» **Texto de leitura**:
····················
Jesus vem ao encontro dos apóstolos com sinais de vida. Partilha a Paz por duas vezes, envia os apóstolos em missão, soprando sobre eles o Espírito Santo. Eles com medo trancados em uma sala, se sentem despertados e formam a comunidade, sabem que precisam ter gestos simples, posturas éticas e ser coerentes. Assim, deve ser nossas comunidades, onde seus membros devem buscar a solidariedade, o perdão, o acolhimento, o voluntariado, cuidando uns dos outros e do meio ambiente.

Jesus ressuscitado traz sinais de vida, desperta e nos impulsiona a ir de encontro dos acontecimentos da vida, que são os acontecimentos de nossa realidade. Precisamos diariamente fazer uma “leitura orante” desses acontecimentos, o que vemos, ouvimos, tocamos, ou seja, tudo que passa pelos nossos sentidos, e que devemos purificar, face a presença do ressuscitado, que traz esta mensagem de paz, promovendo a vontade de Pai.
····················
» **Dados fornecidos**:
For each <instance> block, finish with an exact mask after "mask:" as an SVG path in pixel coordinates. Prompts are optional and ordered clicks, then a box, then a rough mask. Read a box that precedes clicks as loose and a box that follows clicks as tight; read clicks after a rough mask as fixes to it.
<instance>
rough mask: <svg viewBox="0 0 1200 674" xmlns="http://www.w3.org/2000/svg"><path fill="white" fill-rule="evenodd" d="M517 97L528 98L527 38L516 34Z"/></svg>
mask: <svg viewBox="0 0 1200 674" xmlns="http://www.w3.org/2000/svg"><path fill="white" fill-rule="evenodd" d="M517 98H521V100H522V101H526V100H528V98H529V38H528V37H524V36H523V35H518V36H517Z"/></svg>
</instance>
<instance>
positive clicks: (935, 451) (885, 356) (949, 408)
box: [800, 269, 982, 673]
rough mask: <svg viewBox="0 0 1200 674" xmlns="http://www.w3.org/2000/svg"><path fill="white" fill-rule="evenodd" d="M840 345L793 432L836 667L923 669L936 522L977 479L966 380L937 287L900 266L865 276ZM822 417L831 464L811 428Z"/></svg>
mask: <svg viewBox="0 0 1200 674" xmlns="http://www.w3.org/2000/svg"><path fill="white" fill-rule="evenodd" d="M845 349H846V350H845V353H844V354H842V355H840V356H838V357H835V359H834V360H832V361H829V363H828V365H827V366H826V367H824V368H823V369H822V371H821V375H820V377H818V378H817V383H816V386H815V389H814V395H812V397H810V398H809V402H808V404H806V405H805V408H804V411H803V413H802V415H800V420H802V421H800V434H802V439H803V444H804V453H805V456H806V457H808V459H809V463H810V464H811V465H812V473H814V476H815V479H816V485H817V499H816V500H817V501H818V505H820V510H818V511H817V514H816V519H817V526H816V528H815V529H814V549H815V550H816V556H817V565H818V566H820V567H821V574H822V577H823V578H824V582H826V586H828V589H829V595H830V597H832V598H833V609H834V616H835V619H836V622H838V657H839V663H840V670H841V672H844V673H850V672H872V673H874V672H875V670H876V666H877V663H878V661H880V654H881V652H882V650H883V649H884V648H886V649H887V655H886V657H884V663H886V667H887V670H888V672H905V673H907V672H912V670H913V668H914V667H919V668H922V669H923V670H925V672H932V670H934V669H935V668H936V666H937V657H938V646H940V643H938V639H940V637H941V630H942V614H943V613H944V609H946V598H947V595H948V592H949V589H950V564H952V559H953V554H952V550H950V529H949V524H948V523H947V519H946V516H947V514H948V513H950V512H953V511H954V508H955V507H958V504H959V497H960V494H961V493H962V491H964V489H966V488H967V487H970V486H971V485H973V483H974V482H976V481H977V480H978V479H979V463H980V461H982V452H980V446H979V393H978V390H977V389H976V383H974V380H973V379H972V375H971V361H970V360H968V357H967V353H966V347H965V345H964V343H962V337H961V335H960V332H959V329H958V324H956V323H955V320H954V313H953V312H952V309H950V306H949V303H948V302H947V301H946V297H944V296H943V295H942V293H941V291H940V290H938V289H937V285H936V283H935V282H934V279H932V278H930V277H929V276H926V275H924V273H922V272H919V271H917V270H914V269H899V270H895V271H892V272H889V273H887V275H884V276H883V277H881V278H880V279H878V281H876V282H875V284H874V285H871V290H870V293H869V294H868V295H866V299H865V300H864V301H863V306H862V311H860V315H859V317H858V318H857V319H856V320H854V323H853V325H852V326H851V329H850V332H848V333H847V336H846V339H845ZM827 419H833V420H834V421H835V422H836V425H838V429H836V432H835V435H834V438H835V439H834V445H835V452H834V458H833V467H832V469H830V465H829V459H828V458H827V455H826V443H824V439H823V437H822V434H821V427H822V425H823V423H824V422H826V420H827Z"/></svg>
····················
» **Complete o seguinte**:
**a)** De acordo com o texto sobre Jesus ressuscitado, quantas vezes Jesus partilha a Paz com os apóstolos?
**b)** Retome o texto sobre Jesus ressuscitado a partir de sua última frase e dê-lhe continuação.

» **Respostas fornecidas**:
**a)** Duas vezes.

**b)**
Devemos comparar a mensagem do ressuscitado com nossas experiências, e daí discernir se nos afetam e promovem vida. Nos questionar, se nossa presença na comunidade, produz vida ressuscitada, promovendo a paz entre os irmãos. Caso contrário, os apelos a nossa caminhada, são de conversão!

Vivemos hoje, numa sociedade, recheada de problemas políticos e sociais e afetada por ideologias, e nessa realidade se encontra nossas comunidades cristãs, que devem ser lugar de encontro, lugar de testemunho, lugar de ressurreição para que todos tenham vida. Lugar, onde cada um possa se beijar e se abraçar e desejar uns para os outros: “A paz esteja convosco!”. Só assim, teremos uma comunidade ressuscitada.